Texte de référence:
========
LE MONDE | • Mis à jour le | Par Bruno Lesprit
Enfant de l’explosion de la culture populaire dans les années 1960, Hubert Mounier avait partagé sa jeunesse entre ses deux passions, le dessin et la musique. Plutôt pop, dès la découverte des Beatles auxquels L’Affaire Louis’ trio rendra hommage sur son album Mobilis in Mobile, avec des refrains aguicheurs et des choeurs angéliques, le capitaine Némo de Jules Verne embarquant en quelque sorte à bord du sous-marin jaune. A côté des Innocents, l’Affaire Louis’ Trio constitua une des plus convaincantes tentatives d’adaptation de la grammaire musicale de Lennon et McCartney en langue française.
« Rock rigolo tendance cha cha »
Après avoir monté un premier groupe, Cleet Boris, en 1979, plutôt hard-rock au moment où triomphe AC/DC (titre d’une des futures chansons du Trio), le chanteur change radicalement d’orientation en rencontrant le guitariste François Lebleu (mort en 2008 à l’âge de 43 ans), rebaptisé Bronco Junior. Le troisième membre de l’affaire est le jeune frère de Mounier, Vincent, alias Karl Niagara, également guitariste. Ces zazous ne se prennent pas au sérieux, revendiquant un « rock rigolo tendance cha cha » lors de leur premier passage au Printemps de Bourges en 1985.
========
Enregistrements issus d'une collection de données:
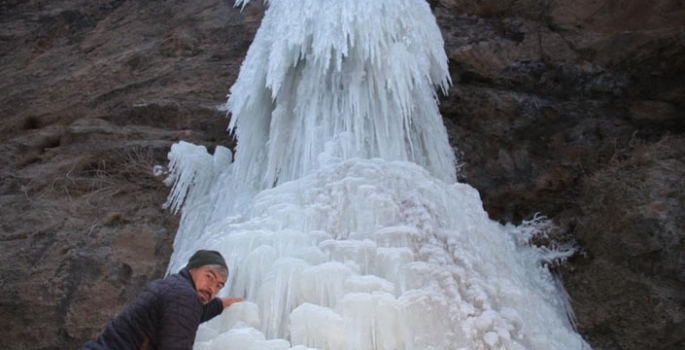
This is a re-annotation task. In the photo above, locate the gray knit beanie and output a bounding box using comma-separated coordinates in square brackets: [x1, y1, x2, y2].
[186, 250, 228, 275]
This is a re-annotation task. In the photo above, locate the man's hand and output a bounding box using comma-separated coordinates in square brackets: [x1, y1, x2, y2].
[221, 298, 245, 309]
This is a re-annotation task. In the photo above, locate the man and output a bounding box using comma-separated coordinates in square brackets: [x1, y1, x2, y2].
[82, 250, 243, 350]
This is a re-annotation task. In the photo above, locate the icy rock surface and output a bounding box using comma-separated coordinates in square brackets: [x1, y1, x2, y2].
[166, 0, 587, 350]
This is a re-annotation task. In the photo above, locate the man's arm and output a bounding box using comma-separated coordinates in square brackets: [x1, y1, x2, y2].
[200, 298, 244, 322]
[158, 288, 202, 350]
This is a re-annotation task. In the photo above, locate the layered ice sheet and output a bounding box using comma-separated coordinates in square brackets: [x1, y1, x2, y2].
[180, 159, 585, 349]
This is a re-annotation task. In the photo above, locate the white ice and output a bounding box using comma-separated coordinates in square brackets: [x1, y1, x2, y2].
[166, 0, 589, 350]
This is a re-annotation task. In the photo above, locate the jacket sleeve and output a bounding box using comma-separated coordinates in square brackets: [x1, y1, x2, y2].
[158, 286, 202, 350]
[200, 298, 224, 322]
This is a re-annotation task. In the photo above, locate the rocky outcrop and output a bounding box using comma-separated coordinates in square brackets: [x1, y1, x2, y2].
[0, 0, 685, 349]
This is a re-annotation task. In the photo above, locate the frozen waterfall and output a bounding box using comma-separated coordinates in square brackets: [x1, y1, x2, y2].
[166, 0, 589, 350]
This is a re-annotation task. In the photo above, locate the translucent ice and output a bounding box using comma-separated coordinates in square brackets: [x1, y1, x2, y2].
[160, 0, 587, 350]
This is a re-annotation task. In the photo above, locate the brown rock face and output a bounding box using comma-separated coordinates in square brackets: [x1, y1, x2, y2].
[0, 0, 685, 350]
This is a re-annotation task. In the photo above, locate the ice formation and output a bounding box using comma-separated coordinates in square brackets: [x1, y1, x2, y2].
[166, 0, 589, 350]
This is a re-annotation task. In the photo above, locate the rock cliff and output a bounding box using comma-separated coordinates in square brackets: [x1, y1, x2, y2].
[0, 0, 685, 350]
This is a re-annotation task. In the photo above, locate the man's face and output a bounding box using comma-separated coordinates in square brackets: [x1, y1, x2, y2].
[190, 266, 226, 304]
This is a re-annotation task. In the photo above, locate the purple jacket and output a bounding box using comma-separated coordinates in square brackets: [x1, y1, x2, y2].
[81, 268, 223, 350]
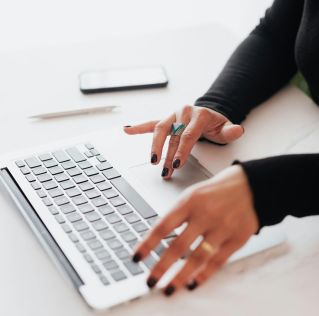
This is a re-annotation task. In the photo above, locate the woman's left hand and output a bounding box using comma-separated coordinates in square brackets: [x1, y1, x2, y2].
[133, 165, 258, 295]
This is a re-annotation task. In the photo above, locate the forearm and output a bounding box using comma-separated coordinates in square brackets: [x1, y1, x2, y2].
[236, 154, 319, 227]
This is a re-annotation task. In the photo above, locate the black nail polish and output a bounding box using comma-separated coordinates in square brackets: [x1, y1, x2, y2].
[132, 253, 142, 263]
[173, 159, 181, 169]
[146, 276, 157, 289]
[186, 280, 198, 291]
[164, 285, 175, 296]
[162, 167, 168, 177]
[151, 154, 157, 163]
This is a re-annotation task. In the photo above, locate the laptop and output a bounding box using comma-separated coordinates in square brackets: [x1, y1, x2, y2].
[0, 128, 284, 310]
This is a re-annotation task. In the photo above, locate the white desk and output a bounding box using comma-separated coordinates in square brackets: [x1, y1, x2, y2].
[0, 26, 319, 316]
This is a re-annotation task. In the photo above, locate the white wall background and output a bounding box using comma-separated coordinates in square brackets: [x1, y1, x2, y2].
[0, 0, 272, 51]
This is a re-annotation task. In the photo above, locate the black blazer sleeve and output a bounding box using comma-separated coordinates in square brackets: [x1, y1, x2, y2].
[195, 0, 304, 124]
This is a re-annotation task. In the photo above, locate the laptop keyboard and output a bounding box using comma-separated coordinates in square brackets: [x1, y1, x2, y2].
[16, 144, 174, 286]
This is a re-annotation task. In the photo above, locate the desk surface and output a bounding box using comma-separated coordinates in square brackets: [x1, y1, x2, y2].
[0, 26, 319, 316]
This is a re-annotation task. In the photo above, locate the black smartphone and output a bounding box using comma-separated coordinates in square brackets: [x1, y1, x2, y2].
[79, 66, 168, 94]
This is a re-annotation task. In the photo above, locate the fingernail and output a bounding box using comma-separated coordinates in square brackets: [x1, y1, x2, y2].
[132, 253, 142, 263]
[186, 280, 198, 291]
[151, 154, 157, 163]
[164, 285, 175, 296]
[146, 276, 157, 289]
[173, 159, 181, 169]
[162, 167, 168, 177]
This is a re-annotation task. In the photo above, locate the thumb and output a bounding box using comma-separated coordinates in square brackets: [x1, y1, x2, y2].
[215, 123, 244, 144]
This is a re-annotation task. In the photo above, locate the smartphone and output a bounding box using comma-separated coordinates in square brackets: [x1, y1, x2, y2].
[79, 66, 168, 94]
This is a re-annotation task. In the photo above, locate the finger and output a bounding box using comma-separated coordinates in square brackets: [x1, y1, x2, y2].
[124, 121, 158, 135]
[151, 113, 176, 164]
[133, 202, 191, 262]
[172, 115, 207, 169]
[187, 239, 243, 290]
[147, 224, 201, 288]
[214, 122, 245, 144]
[164, 229, 229, 294]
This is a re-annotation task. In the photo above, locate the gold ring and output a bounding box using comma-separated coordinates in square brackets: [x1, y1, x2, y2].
[200, 241, 219, 255]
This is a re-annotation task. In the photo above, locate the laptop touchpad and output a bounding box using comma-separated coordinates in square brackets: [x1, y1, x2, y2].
[128, 157, 212, 215]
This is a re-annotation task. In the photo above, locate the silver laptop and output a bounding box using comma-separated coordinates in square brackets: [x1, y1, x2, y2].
[0, 130, 283, 310]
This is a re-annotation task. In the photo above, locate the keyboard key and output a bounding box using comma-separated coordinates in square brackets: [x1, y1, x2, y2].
[84, 150, 93, 158]
[92, 220, 107, 231]
[42, 197, 53, 206]
[95, 249, 111, 261]
[81, 230, 96, 240]
[102, 168, 121, 180]
[78, 199, 94, 214]
[100, 229, 115, 240]
[67, 168, 82, 177]
[102, 189, 119, 199]
[103, 260, 118, 271]
[48, 188, 64, 198]
[66, 212, 82, 223]
[32, 166, 47, 176]
[73, 174, 88, 184]
[60, 180, 75, 190]
[110, 196, 126, 206]
[66, 188, 81, 197]
[124, 213, 141, 224]
[49, 166, 63, 175]
[114, 223, 129, 233]
[121, 232, 137, 243]
[48, 205, 59, 215]
[116, 204, 133, 215]
[73, 221, 89, 232]
[111, 177, 157, 219]
[105, 214, 121, 224]
[115, 249, 131, 260]
[54, 214, 65, 224]
[54, 195, 69, 206]
[36, 190, 47, 198]
[87, 239, 103, 250]
[132, 222, 148, 233]
[31, 182, 42, 190]
[92, 197, 107, 207]
[39, 154, 52, 161]
[25, 174, 35, 182]
[85, 189, 101, 199]
[100, 274, 110, 286]
[66, 147, 86, 162]
[43, 159, 58, 168]
[86, 212, 101, 222]
[107, 239, 123, 250]
[61, 161, 76, 170]
[20, 167, 30, 175]
[53, 150, 70, 163]
[16, 160, 25, 168]
[25, 157, 41, 168]
[96, 162, 113, 171]
[54, 172, 70, 182]
[111, 270, 126, 282]
[79, 181, 94, 191]
[78, 160, 92, 170]
[60, 203, 75, 214]
[124, 261, 144, 275]
[61, 224, 72, 234]
[43, 180, 58, 190]
[90, 174, 105, 184]
[96, 181, 112, 191]
[98, 205, 114, 215]
[84, 167, 99, 177]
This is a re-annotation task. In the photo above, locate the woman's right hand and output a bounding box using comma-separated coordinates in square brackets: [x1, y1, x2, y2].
[124, 105, 244, 179]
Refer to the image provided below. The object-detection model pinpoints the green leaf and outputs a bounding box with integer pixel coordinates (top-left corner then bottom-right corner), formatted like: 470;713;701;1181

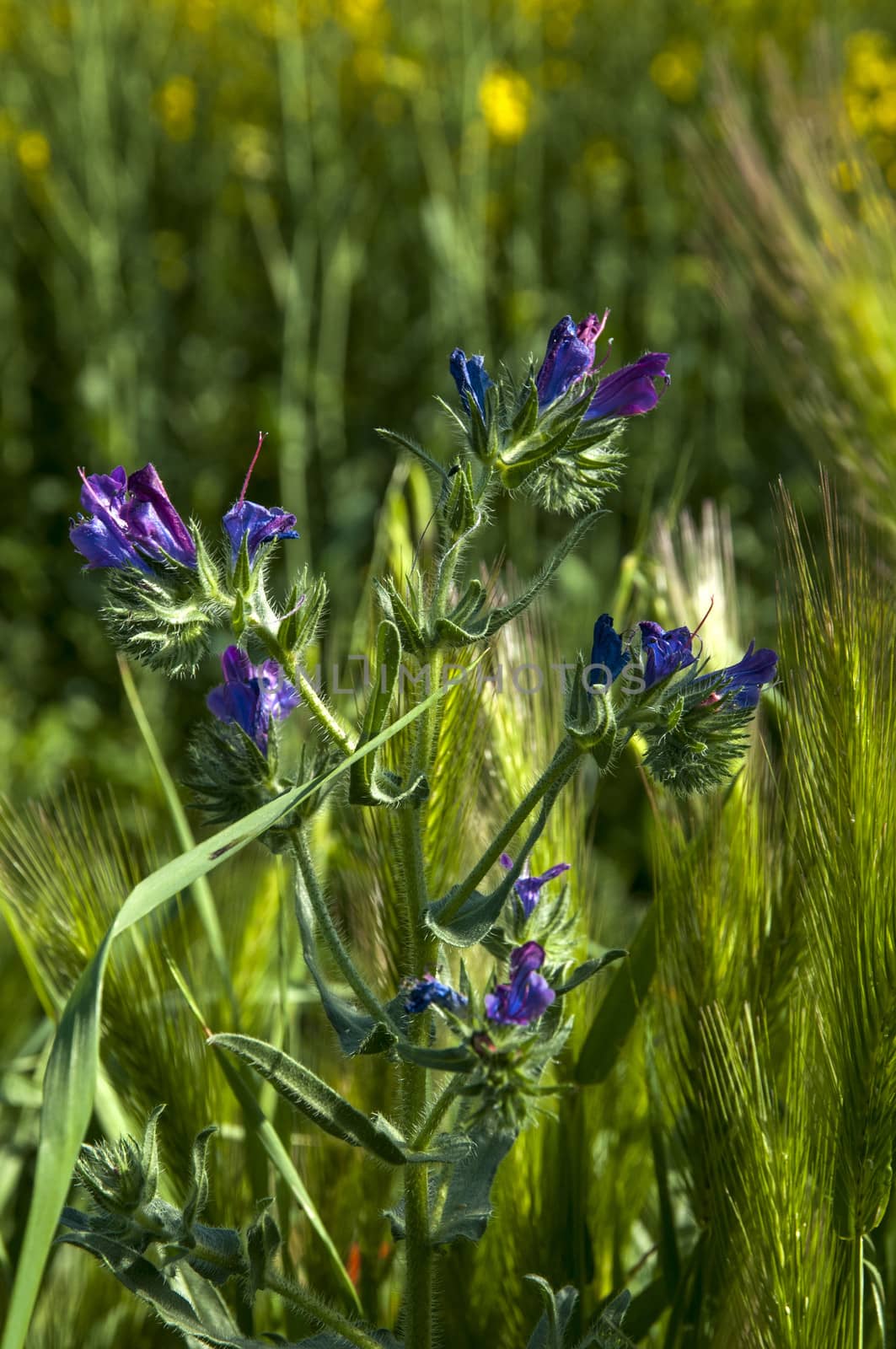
========
Travail à faire:
**A.** Extrayez tel quel, de l'article consacré à Hubert Mounier, le passage qui s'ouvre sur les mots contenant « LE MONDE | • » et se referme sur « en langue française. ».
**B.** Convertissez en liste numérotée, sans les lignes vides, uniquement la portion du listing qui s'ouvre sur la ligne contenant « locate the smartphone » et se referme sur celle contenant « [0, 130, 283, 310] », ces deux lignes comprises.

Réponses attendues:
**A.**
LE MONDE | • Mis à jour le | Par Bruno Lesprit
Enfant de l’explosion de la culture populaire dans les années 1960, Hubert Mounier avait partagé sa jeunesse entre ses deux passions, le dessin et la musique. Plutôt pop, dès la découverte des Beatles auxquels L’Affaire Louis’ trio rendra hommage sur son album Mobilis in Mobile, avec des refrains aguicheurs et des choeurs angéliques, le capitaine Némo de Jules Verne embarquant en quelque sorte à bord du sous-marin jaune. A côté des Innocents, l’Affaire Louis’ Trio constitua une des plus convaincantes tentatives d’adaptation de la grammaire musicale de Lennon et McCartney en langue française.

**B.**
1. This is a re-annotation task. In the photo above, locate the smartphone and output a bounding box using comma-separated coordinates in square brackets: [x1, y1, x2, y2].
2. [79, 66, 168, 94]
3. This is a re-annotation task. In the photo above, locate the finger and output a bounding box using comma-separated coordinates in square brackets: [x1, y1, x2, y2].
4. [124, 121, 158, 135]
5. [151, 113, 176, 164]
6. [133, 202, 191, 262]
7. [172, 115, 207, 169]
8. [187, 239, 243, 290]
9. [147, 224, 201, 288]
10. [214, 122, 245, 144]
11. [164, 229, 229, 294]
12. This is a re-annotation task. In the photo above, locate the gold ring and output a bounding box using comma-separated coordinates in square brackets: [x1, y1, x2, y2].
13. [200, 241, 219, 255]
14. This is a re-annotation task. In the photo above, locate the laptop touchpad and output a bounding box using comma-separated coordinates in square brackets: [x1, y1, x2, y2].
15. [128, 157, 212, 215]
16. This is a re-annotation task. In the photo above, locate the silver laptop and output a bounding box using comma-separated coordinates in square brackets: [x1, y1, x2, y2].
17. [0, 130, 283, 310]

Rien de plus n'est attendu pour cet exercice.